:: Problem details ::
Where a record contains a picture, omit it; otherwise reproduce the listing exactly.

:: Entries provided ::
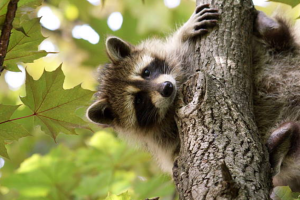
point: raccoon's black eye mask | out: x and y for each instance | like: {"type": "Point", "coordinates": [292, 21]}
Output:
{"type": "Point", "coordinates": [100, 113]}
{"type": "Point", "coordinates": [155, 68]}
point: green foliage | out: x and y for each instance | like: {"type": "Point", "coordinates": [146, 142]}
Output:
{"type": "Point", "coordinates": [285, 193]}
{"type": "Point", "coordinates": [87, 173]}
{"type": "Point", "coordinates": [292, 3]}
{"type": "Point", "coordinates": [53, 108]}
{"type": "Point", "coordinates": [123, 196]}
{"type": "Point", "coordinates": [22, 47]}
{"type": "Point", "coordinates": [8, 129]}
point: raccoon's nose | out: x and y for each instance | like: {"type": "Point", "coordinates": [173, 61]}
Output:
{"type": "Point", "coordinates": [167, 89]}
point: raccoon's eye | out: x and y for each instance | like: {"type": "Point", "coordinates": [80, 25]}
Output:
{"type": "Point", "coordinates": [138, 99]}
{"type": "Point", "coordinates": [146, 73]}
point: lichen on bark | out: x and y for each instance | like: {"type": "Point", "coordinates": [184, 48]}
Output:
{"type": "Point", "coordinates": [221, 154]}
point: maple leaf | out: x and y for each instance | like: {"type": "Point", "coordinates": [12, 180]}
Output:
{"type": "Point", "coordinates": [9, 130]}
{"type": "Point", "coordinates": [22, 47]}
{"type": "Point", "coordinates": [53, 107]}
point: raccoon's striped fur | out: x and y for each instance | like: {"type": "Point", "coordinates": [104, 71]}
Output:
{"type": "Point", "coordinates": [277, 95]}
{"type": "Point", "coordinates": [138, 88]}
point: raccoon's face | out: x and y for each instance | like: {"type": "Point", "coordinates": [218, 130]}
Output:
{"type": "Point", "coordinates": [136, 91]}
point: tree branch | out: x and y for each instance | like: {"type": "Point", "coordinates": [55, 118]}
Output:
{"type": "Point", "coordinates": [6, 30]}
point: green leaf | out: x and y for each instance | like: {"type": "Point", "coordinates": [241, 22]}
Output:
{"type": "Point", "coordinates": [24, 47]}
{"type": "Point", "coordinates": [123, 196]}
{"type": "Point", "coordinates": [53, 107]}
{"type": "Point", "coordinates": [292, 3]}
{"type": "Point", "coordinates": [24, 7]}
{"type": "Point", "coordinates": [8, 129]}
{"type": "Point", "coordinates": [50, 176]}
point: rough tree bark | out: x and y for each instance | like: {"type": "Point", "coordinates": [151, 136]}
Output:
{"type": "Point", "coordinates": [221, 154]}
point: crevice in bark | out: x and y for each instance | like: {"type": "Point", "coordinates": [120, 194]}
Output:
{"type": "Point", "coordinates": [221, 155]}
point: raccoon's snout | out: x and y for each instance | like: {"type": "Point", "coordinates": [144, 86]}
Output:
{"type": "Point", "coordinates": [167, 89]}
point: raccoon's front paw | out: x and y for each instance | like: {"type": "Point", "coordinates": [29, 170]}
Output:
{"type": "Point", "coordinates": [202, 19]}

:: Solution to this exercise ::
point: raccoon's black eye mask | out: x and y for each instance | like: {"type": "Point", "coordinates": [292, 21]}
Output:
{"type": "Point", "coordinates": [100, 113]}
{"type": "Point", "coordinates": [155, 68]}
point: green foliage | out: x and y for each instance | like: {"type": "Point", "coordinates": [146, 142]}
Output:
{"type": "Point", "coordinates": [285, 193]}
{"type": "Point", "coordinates": [87, 173]}
{"type": "Point", "coordinates": [292, 3]}
{"type": "Point", "coordinates": [53, 108]}
{"type": "Point", "coordinates": [123, 196]}
{"type": "Point", "coordinates": [22, 47]}
{"type": "Point", "coordinates": [8, 129]}
point: raccoon's nose | out: x and y for each instance | like: {"type": "Point", "coordinates": [173, 61]}
Output:
{"type": "Point", "coordinates": [167, 89]}
point: raccoon's eye | out: x and y for each instance | like: {"type": "Point", "coordinates": [80, 25]}
Output:
{"type": "Point", "coordinates": [138, 99]}
{"type": "Point", "coordinates": [146, 73]}
point: lichen on bark | out: x and y for each instance | like: {"type": "Point", "coordinates": [184, 48]}
Output:
{"type": "Point", "coordinates": [221, 154]}
point: maple leaf | out: x and y for each instance | like: {"type": "Point", "coordinates": [12, 180]}
Output:
{"type": "Point", "coordinates": [9, 130]}
{"type": "Point", "coordinates": [22, 47]}
{"type": "Point", "coordinates": [53, 107]}
point: raccoon's striped fur | out: x and y for each instance | like: {"type": "Point", "coordinates": [104, 71]}
Output:
{"type": "Point", "coordinates": [277, 95]}
{"type": "Point", "coordinates": [138, 88]}
point: raccoon's face | out: x and y for each instance | like: {"type": "Point", "coordinates": [218, 130]}
Output:
{"type": "Point", "coordinates": [136, 91]}
point: tree branch | out: x and y for each instance | like: {"type": "Point", "coordinates": [55, 118]}
Output:
{"type": "Point", "coordinates": [6, 30]}
point: green leaf | out: x and y for each instance | like: {"type": "Point", "coordinates": [241, 22]}
Output:
{"type": "Point", "coordinates": [24, 47]}
{"type": "Point", "coordinates": [123, 196]}
{"type": "Point", "coordinates": [53, 107]}
{"type": "Point", "coordinates": [292, 3]}
{"type": "Point", "coordinates": [24, 7]}
{"type": "Point", "coordinates": [8, 129]}
{"type": "Point", "coordinates": [50, 176]}
point: rough tree bark | out: x and y for each instance | like: {"type": "Point", "coordinates": [151, 136]}
Output:
{"type": "Point", "coordinates": [221, 154]}
point: crevice in bark | out: x and y for each instance | like: {"type": "Point", "coordinates": [120, 194]}
Output:
{"type": "Point", "coordinates": [221, 155]}
point: raccoon's snout | out: x and y for each instance | like: {"type": "Point", "coordinates": [144, 86]}
Output:
{"type": "Point", "coordinates": [167, 89]}
point: raccoon's front paw | out: x and y for each instance | like: {"type": "Point", "coordinates": [29, 170]}
Output:
{"type": "Point", "coordinates": [202, 19]}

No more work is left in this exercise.